━━━ PASSAGE
The spending plan will fund both temporary and permanent housing, health services and outreach to homeless individuals for fiscal year 2018-19. Services are funded with revenue from Measure H, a one-quarter cent sales tax approved by LA County voters in 2017.

The tax is projected to raise $355 million annually for 10 years for housing projects for the homeless.

Tuesday’s expenditure includes $355.6 million in projected Measure H revenue for the current fiscal year and $46.6 million unspent Measure H revenue from last year, according to a report by the county’s chief executive officer.

Before the board meeting, all five supervisors gathered outside the Hall of Administration to announce that in the first nine months of Measure H programs, 45,000 families were moved into housing and 30,000 individuals were kept from becoming homeless.

Supervisors also unanimously approved the expansion of a program that sends teams of county health workers to meet homeless individuals and families across the San Gabriel Valley and connect them with housing and health services.

Teams will now work weeknights and weekends in an area bordered by the San Gabriel Mountains to the north and the Whittier Hills to the south.

“Homelessness is not a 9 a.m. to 5 p.m. problem,” Supervisor Janice Hahn, Fourth District, said.

Los Angeles voters also approved Proposition HHH in November 2017. The parcel tax is expected to raise $1.2 billion in bonds for the construction of 10,000 units of housing.

California leads the nation with both the highest number of people experiencing homelessness – about 134,000, or 24 percent of the nation’s total – and the highest proportion of unsheltered homeless persons of any state at 68 percent, according to a California State Auditor report issued last month.

According to a January 2017 report by the U.S. Department of Housing and Urban Development, nearly 554,000 people experience homelessness across the country. The count includes both sheltered and unsheltered homeless people.

The number of homeless Americans increased for the first time in seven years, according to HUD. The largest increase occurred in California, where the homeless population increased by 14 percent between 2016 and 2017.

California also has the highest rate of unsheltered homeless: more than two‑thirds of the state’s homeless live in vehicles, abandoned buildings, parks, or on the street, according to the audit.

Supervisor Hilda Solis, First District, said in light of rising rents and evictions, landlords and property owners must be brought into the conversation on prevention.
━━━━━━
━━━ DATA RECORDS
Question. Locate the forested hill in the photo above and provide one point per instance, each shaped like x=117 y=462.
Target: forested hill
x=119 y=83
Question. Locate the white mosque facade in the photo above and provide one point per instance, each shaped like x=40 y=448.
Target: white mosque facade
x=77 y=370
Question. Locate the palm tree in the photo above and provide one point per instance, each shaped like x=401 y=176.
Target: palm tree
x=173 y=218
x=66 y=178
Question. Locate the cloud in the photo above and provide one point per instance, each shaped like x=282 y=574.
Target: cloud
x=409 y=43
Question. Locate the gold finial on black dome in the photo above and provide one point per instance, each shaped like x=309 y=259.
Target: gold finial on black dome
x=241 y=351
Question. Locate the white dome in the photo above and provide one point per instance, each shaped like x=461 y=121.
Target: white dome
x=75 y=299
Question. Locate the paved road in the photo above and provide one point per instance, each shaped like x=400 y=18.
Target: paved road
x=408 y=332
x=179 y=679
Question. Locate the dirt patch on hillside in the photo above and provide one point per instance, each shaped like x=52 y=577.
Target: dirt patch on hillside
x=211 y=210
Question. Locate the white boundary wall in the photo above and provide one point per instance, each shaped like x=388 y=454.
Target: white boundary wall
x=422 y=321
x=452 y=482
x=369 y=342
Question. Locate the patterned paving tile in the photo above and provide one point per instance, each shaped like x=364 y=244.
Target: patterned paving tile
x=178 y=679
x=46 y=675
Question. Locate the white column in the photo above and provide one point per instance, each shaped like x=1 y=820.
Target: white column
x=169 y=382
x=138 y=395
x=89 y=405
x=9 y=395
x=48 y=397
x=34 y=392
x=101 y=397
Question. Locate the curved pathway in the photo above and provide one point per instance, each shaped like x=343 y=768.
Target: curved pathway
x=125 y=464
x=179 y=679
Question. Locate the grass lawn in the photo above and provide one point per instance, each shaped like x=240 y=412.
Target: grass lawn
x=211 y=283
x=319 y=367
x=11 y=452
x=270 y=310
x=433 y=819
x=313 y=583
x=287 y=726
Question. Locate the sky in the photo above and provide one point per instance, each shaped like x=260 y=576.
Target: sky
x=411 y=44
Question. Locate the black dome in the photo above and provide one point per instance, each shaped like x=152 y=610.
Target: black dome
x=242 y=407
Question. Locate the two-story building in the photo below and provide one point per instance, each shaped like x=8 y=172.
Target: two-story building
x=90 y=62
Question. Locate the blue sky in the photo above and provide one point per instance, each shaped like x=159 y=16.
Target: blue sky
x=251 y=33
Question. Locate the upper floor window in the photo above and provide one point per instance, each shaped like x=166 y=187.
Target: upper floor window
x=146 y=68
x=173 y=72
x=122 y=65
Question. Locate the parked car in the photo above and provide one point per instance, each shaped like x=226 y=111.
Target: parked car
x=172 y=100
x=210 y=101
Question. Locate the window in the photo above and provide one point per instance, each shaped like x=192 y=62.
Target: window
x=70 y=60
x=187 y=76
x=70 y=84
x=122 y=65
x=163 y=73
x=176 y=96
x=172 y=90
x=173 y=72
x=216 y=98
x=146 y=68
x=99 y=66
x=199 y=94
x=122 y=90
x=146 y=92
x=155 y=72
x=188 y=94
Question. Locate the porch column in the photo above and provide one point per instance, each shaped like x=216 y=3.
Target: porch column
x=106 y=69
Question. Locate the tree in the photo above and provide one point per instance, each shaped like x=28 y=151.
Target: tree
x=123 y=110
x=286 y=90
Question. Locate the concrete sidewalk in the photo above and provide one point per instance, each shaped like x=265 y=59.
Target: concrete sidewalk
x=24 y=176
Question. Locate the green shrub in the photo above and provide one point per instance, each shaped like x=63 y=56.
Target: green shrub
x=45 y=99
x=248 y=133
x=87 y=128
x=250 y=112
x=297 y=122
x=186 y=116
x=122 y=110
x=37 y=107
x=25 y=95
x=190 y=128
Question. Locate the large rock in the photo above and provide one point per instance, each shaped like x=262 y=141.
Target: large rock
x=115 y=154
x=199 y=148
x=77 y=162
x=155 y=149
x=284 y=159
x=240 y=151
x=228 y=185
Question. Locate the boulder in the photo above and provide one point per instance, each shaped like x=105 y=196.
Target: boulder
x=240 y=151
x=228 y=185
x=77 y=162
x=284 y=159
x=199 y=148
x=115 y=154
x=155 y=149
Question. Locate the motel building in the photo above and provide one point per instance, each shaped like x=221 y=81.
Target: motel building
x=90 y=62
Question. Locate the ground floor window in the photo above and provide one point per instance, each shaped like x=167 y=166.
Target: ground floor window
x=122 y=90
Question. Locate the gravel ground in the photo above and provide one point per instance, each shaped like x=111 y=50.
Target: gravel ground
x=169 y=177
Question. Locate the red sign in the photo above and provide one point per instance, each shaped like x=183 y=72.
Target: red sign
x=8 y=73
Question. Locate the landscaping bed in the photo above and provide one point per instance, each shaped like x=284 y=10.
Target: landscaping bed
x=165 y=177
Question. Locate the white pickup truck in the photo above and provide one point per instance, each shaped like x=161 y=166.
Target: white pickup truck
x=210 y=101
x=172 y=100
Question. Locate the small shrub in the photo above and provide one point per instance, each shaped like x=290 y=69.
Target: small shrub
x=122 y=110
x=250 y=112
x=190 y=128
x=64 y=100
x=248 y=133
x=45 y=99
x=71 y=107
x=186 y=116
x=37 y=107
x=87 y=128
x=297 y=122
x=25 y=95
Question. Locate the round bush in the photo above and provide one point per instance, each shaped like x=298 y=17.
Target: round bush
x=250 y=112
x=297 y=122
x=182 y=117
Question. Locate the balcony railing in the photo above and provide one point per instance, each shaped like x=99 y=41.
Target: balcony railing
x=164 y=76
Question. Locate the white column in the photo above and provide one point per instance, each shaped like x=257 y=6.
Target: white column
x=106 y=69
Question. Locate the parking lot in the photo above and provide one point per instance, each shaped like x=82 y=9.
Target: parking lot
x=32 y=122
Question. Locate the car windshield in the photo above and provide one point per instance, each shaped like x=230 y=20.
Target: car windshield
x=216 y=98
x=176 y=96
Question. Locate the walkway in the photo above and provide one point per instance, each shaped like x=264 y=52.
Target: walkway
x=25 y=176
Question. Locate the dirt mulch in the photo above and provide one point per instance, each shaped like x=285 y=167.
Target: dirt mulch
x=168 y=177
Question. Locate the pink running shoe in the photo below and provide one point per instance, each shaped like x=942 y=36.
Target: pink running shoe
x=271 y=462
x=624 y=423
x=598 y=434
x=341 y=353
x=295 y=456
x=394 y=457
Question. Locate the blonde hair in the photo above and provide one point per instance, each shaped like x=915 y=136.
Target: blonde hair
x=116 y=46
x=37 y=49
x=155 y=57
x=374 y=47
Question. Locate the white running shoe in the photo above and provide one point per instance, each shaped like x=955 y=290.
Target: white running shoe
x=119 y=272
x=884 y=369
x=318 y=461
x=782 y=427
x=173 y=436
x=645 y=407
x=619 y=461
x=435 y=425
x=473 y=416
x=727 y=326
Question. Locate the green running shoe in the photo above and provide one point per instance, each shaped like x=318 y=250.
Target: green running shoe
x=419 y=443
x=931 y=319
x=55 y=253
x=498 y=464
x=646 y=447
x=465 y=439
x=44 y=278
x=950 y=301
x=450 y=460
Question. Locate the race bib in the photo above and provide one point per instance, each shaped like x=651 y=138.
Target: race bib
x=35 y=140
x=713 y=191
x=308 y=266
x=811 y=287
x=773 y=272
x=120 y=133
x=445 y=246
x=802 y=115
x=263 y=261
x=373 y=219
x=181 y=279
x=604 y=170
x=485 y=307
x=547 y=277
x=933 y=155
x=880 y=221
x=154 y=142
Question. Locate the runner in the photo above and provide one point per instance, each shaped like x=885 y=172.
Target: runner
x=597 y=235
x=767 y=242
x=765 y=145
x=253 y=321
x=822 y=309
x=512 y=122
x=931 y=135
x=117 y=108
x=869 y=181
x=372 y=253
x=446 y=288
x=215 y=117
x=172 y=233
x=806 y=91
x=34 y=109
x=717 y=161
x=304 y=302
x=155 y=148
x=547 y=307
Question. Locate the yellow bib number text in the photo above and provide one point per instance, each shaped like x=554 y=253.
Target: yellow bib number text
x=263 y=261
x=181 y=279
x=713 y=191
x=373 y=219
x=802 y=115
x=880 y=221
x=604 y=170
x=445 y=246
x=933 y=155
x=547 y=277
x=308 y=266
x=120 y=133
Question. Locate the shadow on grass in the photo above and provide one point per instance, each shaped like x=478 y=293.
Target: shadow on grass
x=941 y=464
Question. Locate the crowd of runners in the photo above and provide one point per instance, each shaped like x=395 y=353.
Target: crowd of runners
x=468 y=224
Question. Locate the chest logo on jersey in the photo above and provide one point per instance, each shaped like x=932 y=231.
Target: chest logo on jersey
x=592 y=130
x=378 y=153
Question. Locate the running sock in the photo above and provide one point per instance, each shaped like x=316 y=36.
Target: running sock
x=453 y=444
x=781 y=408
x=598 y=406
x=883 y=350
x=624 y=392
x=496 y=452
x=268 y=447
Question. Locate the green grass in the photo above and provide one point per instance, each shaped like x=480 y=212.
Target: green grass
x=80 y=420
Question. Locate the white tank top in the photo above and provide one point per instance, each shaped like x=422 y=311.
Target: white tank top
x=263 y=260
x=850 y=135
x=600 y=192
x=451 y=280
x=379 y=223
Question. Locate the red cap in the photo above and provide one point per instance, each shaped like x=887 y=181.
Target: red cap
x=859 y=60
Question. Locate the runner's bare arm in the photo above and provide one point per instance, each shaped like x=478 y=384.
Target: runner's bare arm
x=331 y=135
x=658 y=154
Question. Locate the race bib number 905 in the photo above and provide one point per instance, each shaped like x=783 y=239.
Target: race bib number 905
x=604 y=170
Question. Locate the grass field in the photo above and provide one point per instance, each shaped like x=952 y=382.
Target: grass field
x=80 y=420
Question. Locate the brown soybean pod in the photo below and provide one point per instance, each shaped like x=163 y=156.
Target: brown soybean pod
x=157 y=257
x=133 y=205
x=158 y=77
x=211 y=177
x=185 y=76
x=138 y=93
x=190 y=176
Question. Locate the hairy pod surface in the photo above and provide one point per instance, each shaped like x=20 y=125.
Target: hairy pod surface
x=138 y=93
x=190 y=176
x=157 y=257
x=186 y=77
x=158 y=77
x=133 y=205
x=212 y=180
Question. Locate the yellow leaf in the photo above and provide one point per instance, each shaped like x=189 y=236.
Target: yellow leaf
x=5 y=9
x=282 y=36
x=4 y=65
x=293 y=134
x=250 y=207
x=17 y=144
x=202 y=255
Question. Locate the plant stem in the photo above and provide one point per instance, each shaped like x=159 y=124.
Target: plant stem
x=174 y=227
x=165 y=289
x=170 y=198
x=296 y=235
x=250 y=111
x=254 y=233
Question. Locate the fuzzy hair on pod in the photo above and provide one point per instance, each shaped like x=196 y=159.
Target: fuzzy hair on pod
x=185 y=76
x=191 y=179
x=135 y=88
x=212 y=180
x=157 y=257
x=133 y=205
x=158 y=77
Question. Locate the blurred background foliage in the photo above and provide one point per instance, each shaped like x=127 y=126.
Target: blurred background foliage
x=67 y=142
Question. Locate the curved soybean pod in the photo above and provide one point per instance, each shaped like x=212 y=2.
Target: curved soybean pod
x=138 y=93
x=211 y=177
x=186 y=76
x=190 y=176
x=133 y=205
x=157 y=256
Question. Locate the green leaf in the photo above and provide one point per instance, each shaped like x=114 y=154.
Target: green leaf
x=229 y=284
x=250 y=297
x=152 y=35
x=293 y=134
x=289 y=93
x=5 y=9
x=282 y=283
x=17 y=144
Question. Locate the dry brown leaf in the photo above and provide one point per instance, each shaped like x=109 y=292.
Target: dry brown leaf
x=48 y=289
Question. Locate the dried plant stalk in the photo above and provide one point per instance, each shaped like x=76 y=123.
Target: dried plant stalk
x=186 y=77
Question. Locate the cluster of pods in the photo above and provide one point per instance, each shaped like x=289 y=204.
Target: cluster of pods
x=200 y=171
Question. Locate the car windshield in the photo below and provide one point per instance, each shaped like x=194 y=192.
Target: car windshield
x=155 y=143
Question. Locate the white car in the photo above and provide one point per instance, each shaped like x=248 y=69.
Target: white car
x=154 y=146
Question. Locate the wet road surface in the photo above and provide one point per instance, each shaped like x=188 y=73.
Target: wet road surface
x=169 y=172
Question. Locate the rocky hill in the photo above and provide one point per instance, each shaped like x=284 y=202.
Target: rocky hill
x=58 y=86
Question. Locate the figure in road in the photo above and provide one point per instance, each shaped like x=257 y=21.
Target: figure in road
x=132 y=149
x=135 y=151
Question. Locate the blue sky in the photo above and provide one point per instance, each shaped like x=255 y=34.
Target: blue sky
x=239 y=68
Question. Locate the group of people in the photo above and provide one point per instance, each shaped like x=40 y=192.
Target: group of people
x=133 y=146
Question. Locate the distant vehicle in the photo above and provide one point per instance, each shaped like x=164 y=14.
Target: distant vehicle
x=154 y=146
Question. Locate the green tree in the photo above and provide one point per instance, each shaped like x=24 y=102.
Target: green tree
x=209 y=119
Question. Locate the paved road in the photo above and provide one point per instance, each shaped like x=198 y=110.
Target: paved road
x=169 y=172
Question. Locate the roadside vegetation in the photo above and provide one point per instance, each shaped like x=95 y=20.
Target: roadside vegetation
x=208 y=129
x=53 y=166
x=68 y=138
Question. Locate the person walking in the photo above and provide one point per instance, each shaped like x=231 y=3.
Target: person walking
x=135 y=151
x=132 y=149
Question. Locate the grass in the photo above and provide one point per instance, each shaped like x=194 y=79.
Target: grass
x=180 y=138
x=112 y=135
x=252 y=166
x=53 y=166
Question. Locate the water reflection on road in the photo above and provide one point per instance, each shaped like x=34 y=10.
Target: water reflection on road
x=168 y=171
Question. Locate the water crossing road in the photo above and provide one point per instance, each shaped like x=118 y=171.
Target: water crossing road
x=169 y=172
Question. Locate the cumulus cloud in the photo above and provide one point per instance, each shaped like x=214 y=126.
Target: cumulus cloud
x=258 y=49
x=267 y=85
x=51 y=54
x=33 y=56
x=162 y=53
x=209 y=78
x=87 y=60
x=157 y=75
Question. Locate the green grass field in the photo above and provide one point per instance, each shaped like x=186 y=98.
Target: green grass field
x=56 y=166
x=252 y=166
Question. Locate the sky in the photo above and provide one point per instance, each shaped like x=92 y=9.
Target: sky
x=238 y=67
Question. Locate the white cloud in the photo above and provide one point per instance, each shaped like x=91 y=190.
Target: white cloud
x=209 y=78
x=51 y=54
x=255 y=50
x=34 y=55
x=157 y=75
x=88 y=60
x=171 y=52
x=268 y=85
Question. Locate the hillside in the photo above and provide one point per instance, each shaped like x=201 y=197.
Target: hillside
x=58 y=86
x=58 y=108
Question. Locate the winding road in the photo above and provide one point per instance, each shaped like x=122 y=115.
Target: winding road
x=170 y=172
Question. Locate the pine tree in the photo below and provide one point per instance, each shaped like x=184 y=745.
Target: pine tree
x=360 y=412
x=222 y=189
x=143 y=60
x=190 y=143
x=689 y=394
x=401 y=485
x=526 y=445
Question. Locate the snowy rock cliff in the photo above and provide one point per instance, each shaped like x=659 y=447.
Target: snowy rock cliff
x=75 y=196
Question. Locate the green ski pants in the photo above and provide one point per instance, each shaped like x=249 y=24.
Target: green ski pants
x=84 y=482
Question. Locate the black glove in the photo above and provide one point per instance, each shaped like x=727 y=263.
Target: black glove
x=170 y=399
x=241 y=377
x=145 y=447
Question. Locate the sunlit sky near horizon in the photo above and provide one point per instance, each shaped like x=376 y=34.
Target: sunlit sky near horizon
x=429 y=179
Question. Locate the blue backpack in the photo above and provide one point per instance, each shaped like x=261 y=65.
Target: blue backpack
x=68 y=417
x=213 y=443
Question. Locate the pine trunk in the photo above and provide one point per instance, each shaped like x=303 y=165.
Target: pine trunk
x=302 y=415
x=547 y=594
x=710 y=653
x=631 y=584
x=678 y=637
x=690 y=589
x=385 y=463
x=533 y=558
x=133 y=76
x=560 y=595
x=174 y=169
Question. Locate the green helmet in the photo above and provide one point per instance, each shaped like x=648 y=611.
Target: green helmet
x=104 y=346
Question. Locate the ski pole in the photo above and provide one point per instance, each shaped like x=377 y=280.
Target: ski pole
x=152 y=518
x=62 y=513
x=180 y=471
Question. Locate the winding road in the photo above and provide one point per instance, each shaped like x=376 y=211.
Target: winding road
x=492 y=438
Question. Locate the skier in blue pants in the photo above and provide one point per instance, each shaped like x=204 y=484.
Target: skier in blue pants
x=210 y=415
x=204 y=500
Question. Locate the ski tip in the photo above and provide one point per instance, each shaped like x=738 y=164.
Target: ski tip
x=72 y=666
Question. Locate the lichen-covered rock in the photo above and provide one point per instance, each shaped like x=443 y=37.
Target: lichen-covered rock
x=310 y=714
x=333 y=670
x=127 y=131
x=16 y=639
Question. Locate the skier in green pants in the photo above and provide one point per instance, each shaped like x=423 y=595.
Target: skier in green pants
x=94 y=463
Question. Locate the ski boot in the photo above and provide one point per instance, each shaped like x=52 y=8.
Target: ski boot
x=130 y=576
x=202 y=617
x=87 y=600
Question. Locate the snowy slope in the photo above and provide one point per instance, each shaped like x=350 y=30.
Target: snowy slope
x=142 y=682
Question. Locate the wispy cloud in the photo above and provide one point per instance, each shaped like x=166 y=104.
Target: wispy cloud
━━━━━━
▶ _ASSIGNMENT_:
Please continue the passage above about Los Angeles County's Measure H homelessness spending, starting after its final sentence.

▶ _EXPECTED ANSWER_:
Over $900,000 in incentives for landlords was offered by the Housing Authority of Los Angeles to secure 400 housing units for disabled adults, but more must be done, Solis said.

A report by Phil Ansell, director of county homeless initiatives, said nearly half of LA County residents pay more than 30 percent of their income on rent.

Eighty-two percent of the lowest income residents, those making under $15,000, pay more than half their income on rent, according to county data.

The spending plan approved Tuesday will add 3,250 temporary shelter beds over the course of the current fiscal year.

Ansell said the bulk of $402 million in approved funding is going to outreach, temporary housing and permanent housing.

Los Angeles County spans 4,300 square miles divided into eight service planning areas.

The outreach team expansion approved Tuesday covers teams coordinated by the Los Angeles Homeless Services Authority, other government agencies and community organizations that reach homeless individuals in SPA 3.

Homeless encampments have sprung up along the San Gabriel Valley River and Rio Hondo, both located in SPA 3.

Supervisor Solis, whose district covers portions of SPA 3, said riverbeds should be a focus for county workers due to the high risk of brush fires there.

“It’s our responsibility as officials to offer services to any individuals open to receiving them,” Solis said. “It will take all of us.”

Supervisor Sheila Kuehl, Third District, said affordable housing is “critical in the fight against homelessness.”

Kuehl said rent control measures and a revolving loan fund in the county could help people who are evicted or whose lives are destabilized in other ways after life-changing events such as undergoing expensive medical procedures without insurance coverage.